Your instructions
Return, word for word, the line that contains "column 237, row 55" and every line after it through the end of the records.

____ Data provided

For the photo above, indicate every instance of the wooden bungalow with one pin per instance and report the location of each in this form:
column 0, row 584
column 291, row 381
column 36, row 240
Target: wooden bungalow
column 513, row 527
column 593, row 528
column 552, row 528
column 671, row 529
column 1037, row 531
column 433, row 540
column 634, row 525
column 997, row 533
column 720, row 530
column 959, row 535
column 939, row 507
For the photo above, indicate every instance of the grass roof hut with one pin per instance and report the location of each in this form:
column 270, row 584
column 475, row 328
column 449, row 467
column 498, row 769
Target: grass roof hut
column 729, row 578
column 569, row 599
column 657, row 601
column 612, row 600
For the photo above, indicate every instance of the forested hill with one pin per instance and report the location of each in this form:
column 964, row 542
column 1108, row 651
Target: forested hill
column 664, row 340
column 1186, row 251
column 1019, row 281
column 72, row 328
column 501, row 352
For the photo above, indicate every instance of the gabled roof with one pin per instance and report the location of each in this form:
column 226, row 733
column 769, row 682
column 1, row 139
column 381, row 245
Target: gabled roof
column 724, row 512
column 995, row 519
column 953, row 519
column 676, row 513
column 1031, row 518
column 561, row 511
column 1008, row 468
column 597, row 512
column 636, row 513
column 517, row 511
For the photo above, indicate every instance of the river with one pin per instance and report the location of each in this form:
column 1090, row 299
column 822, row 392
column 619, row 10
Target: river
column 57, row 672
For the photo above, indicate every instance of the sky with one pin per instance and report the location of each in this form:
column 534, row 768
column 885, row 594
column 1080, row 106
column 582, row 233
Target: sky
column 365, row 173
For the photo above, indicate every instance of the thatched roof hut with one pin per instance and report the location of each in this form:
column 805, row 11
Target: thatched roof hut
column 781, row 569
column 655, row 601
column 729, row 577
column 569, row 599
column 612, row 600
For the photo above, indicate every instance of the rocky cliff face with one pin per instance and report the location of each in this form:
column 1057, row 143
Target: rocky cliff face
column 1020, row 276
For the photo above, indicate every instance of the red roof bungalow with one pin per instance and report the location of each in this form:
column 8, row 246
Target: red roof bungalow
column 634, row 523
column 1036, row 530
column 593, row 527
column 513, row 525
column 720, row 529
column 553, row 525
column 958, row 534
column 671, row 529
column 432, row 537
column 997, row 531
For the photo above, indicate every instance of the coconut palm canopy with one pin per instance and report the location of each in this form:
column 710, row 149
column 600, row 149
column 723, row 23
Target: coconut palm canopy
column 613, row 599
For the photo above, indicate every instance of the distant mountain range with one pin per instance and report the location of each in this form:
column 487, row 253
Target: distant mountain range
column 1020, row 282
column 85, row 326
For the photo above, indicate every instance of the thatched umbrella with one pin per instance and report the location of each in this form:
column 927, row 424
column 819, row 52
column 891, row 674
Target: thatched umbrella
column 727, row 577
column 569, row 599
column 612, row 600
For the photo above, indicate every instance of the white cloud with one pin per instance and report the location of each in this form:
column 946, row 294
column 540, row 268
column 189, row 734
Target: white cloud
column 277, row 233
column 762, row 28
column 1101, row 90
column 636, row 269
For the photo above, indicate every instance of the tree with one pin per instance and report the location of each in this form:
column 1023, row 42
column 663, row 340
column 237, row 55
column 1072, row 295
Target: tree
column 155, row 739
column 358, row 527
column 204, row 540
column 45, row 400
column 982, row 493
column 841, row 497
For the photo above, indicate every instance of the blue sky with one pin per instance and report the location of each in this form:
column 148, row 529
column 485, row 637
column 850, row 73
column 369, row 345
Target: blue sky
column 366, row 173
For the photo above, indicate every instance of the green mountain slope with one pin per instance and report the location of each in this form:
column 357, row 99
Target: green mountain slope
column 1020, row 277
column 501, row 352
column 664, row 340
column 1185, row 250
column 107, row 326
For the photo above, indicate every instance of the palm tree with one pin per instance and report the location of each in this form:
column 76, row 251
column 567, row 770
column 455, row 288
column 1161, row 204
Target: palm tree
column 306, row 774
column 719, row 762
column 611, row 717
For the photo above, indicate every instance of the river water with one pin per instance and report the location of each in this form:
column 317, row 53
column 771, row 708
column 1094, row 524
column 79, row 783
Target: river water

________

Task solution
column 237, row 55
column 1072, row 295
Target: tree
column 155, row 739
column 358, row 527
column 204, row 540
column 45, row 400
column 982, row 493
column 841, row 497
For the photo above, indicate every instance of the blue sky with one pin per instance and report the location of each in this form:
column 148, row 529
column 485, row 637
column 850, row 73
column 369, row 345
Target: blue sky
column 366, row 173
For the photo above, indicate every instance of the green mountain slope with one pin per instance and report the location of each in this form:
column 357, row 99
Target: green mountain slope
column 1020, row 277
column 501, row 352
column 664, row 340
column 1185, row 250
column 107, row 326
For the photo above, indicate every instance of the palm tree with one pin per instance and report the location of each in this form:
column 76, row 251
column 567, row 770
column 455, row 288
column 1161, row 204
Target: palm tree
column 306, row 774
column 719, row 762
column 611, row 717
For the photo above, indicate every instance of the river water with one pin per instance and report the location of each in this form:
column 317, row 53
column 771, row 708
column 1094, row 524
column 79, row 783
Target: river water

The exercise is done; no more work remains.